WORK REQUIRED: Name every astrological sign mentioned in the passage on star signs and belonging.
[Begin SOURCE PASSAGE]
I share my star sign with both Charles Manson and Hilary Clinton, what on earth does that say about me?

I’m a Scorpio, of course, which means I am stubborn, deeply emotional (under the surface) and passionate. I can nurse a grudge for decades, I am secretive and hard to get to know, I am intense. I am a water sign which makes sense; I can spend hours in the bath and the sea air calms me. I am assertive and likely to be a leader in my field- wait a second… We’ve hit a dead end here. My own mother emails me links to courses with titles like “How to be more assertive” and in all my years on this planet, I have never been “manager material”. I thought this stuff was supposed to be accurate?

Human beings love belonging, we love being part of a group. We are tribal creatures, it is written into the very fabric of who we are; we love categorising ourselves to fit in to groups, be they majorities or niches, we just can’t help ourselves. I am personally a member of innumerable groups. I am female, I am Caucasian, I am in my twenties, I have hay fever, I don’t like baked beans, I do like tomatoes, I have read The Great Gatsby, I enjoy rock music, I don’t enjoy Jazz, I think pineapple belongs on a pizza. And in that arbitrary list, I have identified ten groups that I belong to. Ten things I may have in common with someone else, ten potential points of solidarity or conflict. I am infinitely groupable and so are you.

Tribalism used to be a pre-requisite for survival, there truly was strength in numbers whether we were hunting and gathering or claiming land or leaving our children with members of the community so that we could go out and work. Nowadays, tribalism can be a destructive and harmful force but the desire for belonging is both natural, and relatable.

Our Astrological signs are an easy way to put ourselves into yet another group of people, to create a sense of shared experience and a knowing of one another. I’m not just stubborn, I’m stubborn because I’m a Scorpio. You love the limelight because you’re a Leo or maybe your boldness comes from the fact that you are an Aries.
[End SOURCE PASSAGE]
[Begin ROWS]
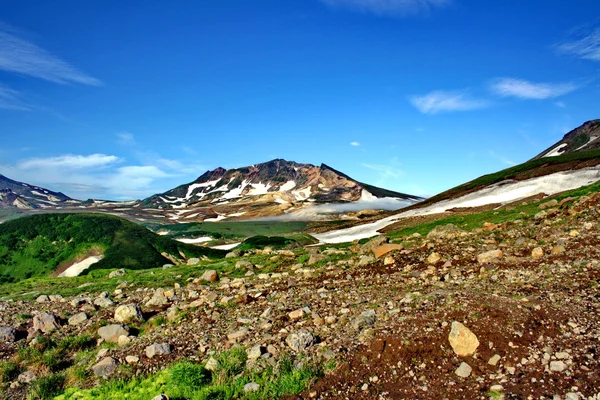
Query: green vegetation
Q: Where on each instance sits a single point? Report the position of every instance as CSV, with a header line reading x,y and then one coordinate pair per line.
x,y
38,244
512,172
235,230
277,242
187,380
[End ROWS]
[Begin ROWS]
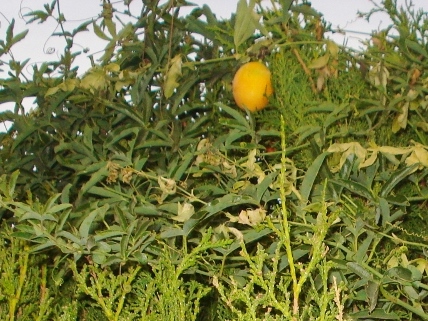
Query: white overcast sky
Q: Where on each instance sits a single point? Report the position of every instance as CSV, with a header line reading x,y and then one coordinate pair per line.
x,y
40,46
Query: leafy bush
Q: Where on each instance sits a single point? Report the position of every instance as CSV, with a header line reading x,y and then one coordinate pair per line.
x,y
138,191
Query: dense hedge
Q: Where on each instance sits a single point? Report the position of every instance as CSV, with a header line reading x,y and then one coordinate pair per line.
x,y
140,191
[End ROWS]
OUTPUT OF THE TASK: Scorpio, Leo, Aries